# New to Cairo



## HallettND (Jul 29, 2009)

Hi To All,

My name is Neil (36) and I have recently moved to Cairo to work. My Fiancee is hopefully joining me in 3 or 4 weeks. 
As I am new in town i was hoping that I could chat with other expats living in this crazy city to help me get settled. I am living in 6th October city at the mo.
Anybody, any age just to meet other people like myself. 
Any communication with other expats (particularly brits) would be appreciated.

Please give me a shout, Thanks Neil


----------



## MaidenScotland (Jun 6, 2009)

Neil there is an organisation for british expats the BCA = British Community Association.
They have a branch in Mohandiseen and Heliopolis, both are open 7 days a week for a drink, pool, darts, disco, food etc just like a regular pub back home


----------



## HallettND (Jul 29, 2009)

_STORED ROWS_:

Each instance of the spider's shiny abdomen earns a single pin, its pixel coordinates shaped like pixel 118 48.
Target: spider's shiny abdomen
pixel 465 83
---
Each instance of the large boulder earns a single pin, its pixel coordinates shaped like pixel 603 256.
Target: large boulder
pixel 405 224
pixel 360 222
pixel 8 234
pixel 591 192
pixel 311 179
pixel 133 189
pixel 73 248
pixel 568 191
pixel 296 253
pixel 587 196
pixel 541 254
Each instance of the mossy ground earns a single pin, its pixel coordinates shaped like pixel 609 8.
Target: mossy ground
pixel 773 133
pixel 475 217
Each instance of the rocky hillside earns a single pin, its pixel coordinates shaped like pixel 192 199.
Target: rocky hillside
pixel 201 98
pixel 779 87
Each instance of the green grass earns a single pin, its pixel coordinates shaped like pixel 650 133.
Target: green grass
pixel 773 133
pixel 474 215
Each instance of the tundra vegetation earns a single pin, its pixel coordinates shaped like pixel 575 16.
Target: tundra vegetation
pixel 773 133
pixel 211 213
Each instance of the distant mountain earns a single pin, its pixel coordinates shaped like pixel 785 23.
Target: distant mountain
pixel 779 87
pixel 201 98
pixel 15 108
--
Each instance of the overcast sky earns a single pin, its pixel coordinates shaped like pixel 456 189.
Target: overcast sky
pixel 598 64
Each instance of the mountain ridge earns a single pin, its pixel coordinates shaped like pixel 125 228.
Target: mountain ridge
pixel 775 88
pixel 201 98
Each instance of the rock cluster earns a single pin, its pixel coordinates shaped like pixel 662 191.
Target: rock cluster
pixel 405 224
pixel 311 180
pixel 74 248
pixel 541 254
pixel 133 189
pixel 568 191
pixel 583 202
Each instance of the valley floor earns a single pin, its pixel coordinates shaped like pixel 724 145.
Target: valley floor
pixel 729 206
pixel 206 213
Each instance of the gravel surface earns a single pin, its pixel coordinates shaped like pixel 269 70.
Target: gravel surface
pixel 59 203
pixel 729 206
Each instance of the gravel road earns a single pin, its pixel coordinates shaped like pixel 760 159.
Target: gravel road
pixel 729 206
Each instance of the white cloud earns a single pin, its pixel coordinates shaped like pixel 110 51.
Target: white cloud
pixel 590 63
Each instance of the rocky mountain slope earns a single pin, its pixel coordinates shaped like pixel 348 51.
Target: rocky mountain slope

_SET OF TASKS_:
(a) In the forum thread about settling in Cairo, which two areas have branches of the British Community Association?
(b) Write the next part of the forum thread about settling in Cairo, picking up right after its final line.

_RESPONSES TO THE EXERCISE_:
(a) Mohandiseen and Heliopolis.

(b)
Many Thanks for that I will investigate


----------



## kgramdiddy (Aug 9, 2009)

HallettND said:


> Hi To All,
> 
> My name is Neil (36) and I have recently moved to Cairo to work. My Fiancee is hopefully joining me in 3 or 4 weeks.
> As I am new in town i was hoping that I could chat with other expats living in this crazy city to help me get settled. I am living in 6th October city at the mo.
> ...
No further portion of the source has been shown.